■ Text section:
++++++++++++++++++++

We may view Linus's method as a way to create an efficient market in "egoboo"-to connect the selfishness of individual hackers as firmly as possible to difficult ends that can only be achieved by sustained cooperation. With the fetchmail project I have shown (albeit on a smaller scale) that his methods can be duplicated with good results. Perhaps I have even done it a bit more consciously and systematically than he.
Many people (especially those who politically distrust free markets) would expect a culture of self-directed egoists to be fragmented, territorial, wasteful, secretive, and hostile. But this expectation is clearly falsified by (to give just one example) the stunning variety, quality, and depth of Linux documentation. It is a hallowed given that programmers hate documenting; how is it, then, that Linux hackers generate so much documentation? Evidently Linux's free market in egoboo works better to produce virtuous, other-directed behavior than the massively-funded documentation shops of commercial software producers.
Both the fetchmail and Linux kernel projects show that by properly rewarding the egos of many other hackers, a strong developer/coordinator can use the Internet to capture the benefits of having lots of co-developers without having a project collapse into a chaotic mess. So to Brooks's Law I counter-propose the following:
19: Provided the development coordinator has a communications medium at least as good as the Internet, and knows how to lead without coercion, many heads are inevitably better than one.
I think the future of open-source software will increasingly belong to people who know how to play Linus's game, people who leave behind the cathedral and embrace the bazaar. This is not to say that individual vision and brilliance will no longer matter; rather, I think that the cutting edge of open-source software will belong to people who start from individual vision and brilliance, then amplify it through the effective construction of voluntary communities of interest.
Perhaps this is not only the future of open-source software. No closed-source developer can match the pool of talent the Linux community can bring to bear on a problem. Very few could afford even to hire the more than 200 (1999: 600, 2000: 800) people who have contributed to fetchmail!
Perhaps in the end the open-source culture will triumph not because cooperation is morally right or software "hoarding" is morally wrong (assuming you believe the latter, which neither Linus nor I do), but simply because the closed-source world cannot win an evolutionary arms race with open-source communities that can put orders of magnitude more skilled time into a problem.
On Management and the Maginot Line
The original Cathedral and Bazaar paper of 1997 ended with the vision above-that of happy networked hordes of programmer/anarchists outcompeting and overwhelming the hierarchical world of conventional closed software.
A good many skeptics weren't convinced, however; and the questions they raise deserve a fair engagement. Most of the objections to the bazaar argument come down to the claim that its proponents have underestimated the productivity-multiplying effect of conventional management.
Traditionally-minded software-development managers often object that the casualness with which project groups form and change and dissolve in the open-source world negates a significant part of the apparent advantage of numbers that the open-source community has over any single closed-source developer. They would observe that in software development it is really sustained effort over time and the degree to which customers can expect continuing investment in the product that matters, not just how many people have thrown a bone in the pot and left it to simmer.

++++++++++++++++++++

■ Questions on the material:
1: Answer these about the open-source passage:
(a) According to the passage, what is a hallowed given about programmers?
(b) In what year was the original Cathedral and Bazaar paper written?
(c) What number is given to the counter-proposal to Brooks's Law?
2: Please transcribe the part of the open-source passage starting with "Perhaps this is" and going on through "into a problem.".

++++++++++++++++++++

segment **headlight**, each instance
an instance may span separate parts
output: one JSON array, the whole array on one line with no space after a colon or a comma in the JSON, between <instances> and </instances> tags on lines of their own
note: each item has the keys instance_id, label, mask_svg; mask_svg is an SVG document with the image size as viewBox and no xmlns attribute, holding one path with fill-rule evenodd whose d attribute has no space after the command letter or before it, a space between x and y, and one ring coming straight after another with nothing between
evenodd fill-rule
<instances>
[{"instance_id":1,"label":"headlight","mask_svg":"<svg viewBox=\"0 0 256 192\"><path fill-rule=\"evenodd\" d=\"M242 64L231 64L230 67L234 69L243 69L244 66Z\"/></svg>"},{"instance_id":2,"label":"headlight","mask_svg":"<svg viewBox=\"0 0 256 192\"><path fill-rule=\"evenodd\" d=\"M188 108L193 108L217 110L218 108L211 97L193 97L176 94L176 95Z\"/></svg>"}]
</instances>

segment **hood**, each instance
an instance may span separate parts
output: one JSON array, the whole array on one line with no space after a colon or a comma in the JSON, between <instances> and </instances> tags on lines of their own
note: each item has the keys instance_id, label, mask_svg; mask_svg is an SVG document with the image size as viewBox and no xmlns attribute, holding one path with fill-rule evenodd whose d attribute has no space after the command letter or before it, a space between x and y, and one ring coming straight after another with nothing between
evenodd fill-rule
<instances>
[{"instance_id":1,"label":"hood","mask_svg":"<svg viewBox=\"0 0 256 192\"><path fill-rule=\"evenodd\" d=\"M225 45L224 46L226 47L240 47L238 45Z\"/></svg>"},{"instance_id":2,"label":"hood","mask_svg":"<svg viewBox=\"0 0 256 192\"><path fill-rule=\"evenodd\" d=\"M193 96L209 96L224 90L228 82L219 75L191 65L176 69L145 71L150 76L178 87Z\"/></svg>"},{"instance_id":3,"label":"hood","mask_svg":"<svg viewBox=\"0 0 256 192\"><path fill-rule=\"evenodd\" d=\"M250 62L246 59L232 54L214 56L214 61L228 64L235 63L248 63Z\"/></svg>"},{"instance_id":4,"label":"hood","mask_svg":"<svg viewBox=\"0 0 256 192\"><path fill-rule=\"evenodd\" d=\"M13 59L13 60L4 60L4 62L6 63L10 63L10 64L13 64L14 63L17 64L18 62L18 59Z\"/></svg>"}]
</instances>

++++++++++++++++++++

■ List of answers:
1:
(a) Programmers hate documenting.
(b) 1997
(c) 19

2:
Perhaps this is not only the future of open-source software. No closed-source developer can match the pool of talent the Linux community can bring to bear on a problem. Very few could afford even to hire the more than 200 (1999: 600, 2000: 800) people who have contributed to fetchmail!
Perhaps in the end the open-source culture will triumph not because cooperation is morally right or software "hoarding" is morally wrong (assuming you believe the latter, which neither Linus nor I do), but simply because the closed-source world cannot win an evolutionary arms race with open-source communities that can put orders of magnitude more skilled time into a problem.